DATA SHOWN
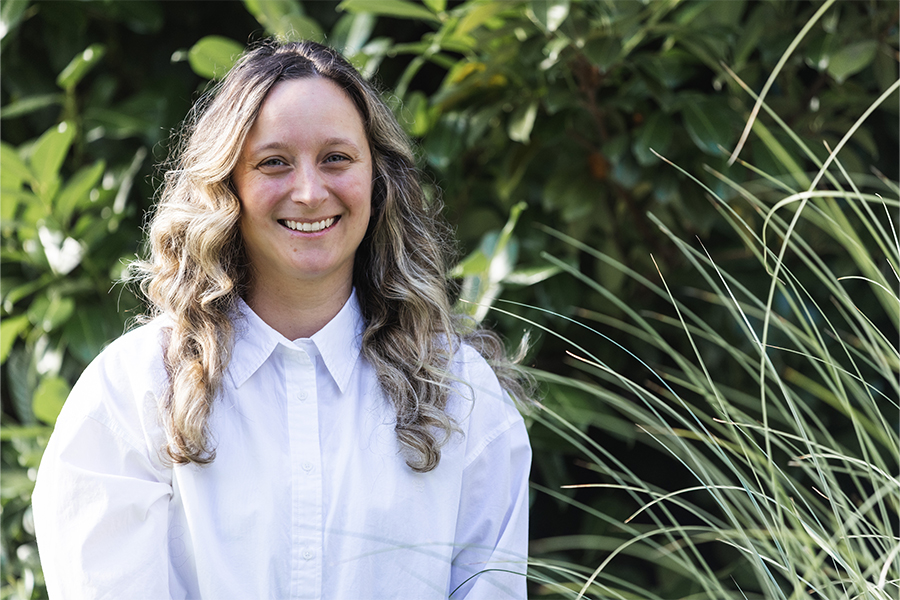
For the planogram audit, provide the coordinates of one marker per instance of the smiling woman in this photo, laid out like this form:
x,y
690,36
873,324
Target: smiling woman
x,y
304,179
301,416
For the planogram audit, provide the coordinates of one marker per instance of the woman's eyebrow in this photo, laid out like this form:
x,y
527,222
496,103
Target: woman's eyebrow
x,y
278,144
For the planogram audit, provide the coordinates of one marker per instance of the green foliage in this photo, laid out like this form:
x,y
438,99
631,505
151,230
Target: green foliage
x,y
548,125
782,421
* * *
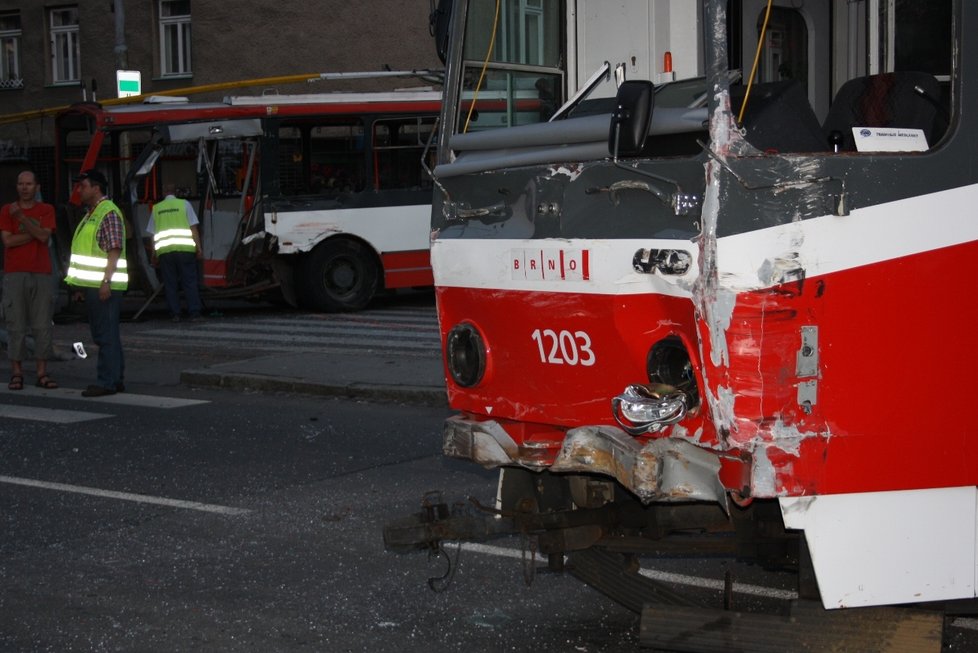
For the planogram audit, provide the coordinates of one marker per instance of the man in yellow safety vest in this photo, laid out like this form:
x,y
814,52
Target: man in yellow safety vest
--
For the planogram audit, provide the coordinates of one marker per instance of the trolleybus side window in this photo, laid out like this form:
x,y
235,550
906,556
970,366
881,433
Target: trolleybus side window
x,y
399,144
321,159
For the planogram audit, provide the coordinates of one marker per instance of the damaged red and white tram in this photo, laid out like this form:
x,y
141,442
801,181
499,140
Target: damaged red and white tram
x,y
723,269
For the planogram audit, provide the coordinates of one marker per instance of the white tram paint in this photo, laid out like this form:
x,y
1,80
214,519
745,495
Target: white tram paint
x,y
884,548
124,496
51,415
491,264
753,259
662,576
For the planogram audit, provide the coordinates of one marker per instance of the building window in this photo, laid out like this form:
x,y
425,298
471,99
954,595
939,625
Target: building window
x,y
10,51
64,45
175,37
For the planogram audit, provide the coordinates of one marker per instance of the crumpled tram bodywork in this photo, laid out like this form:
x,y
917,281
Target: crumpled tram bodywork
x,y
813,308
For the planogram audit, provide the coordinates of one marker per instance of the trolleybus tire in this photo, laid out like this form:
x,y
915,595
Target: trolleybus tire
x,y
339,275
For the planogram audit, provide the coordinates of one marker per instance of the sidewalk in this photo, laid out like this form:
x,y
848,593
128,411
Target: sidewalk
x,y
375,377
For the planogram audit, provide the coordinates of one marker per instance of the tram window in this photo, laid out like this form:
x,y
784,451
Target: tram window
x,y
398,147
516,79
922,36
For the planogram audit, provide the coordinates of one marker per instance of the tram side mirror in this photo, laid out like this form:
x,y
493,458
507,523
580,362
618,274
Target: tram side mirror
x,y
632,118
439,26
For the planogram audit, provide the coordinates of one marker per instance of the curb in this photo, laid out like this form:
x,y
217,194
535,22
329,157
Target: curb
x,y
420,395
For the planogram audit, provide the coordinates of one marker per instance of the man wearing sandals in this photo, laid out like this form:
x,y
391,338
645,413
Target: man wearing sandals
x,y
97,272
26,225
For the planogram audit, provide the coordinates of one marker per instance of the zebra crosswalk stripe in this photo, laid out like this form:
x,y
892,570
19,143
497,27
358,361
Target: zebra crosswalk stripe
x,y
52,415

TASK INSTRUCTIONS
Only lines containing "vest" belong in the answer; copy every such line from the records.

EXERCISE ANSWER
For the planogram audit, provide the coordinates of one marker per instance of the man in yellow safety vest in this photo, laid out like this form:
Target: man in yellow safety vest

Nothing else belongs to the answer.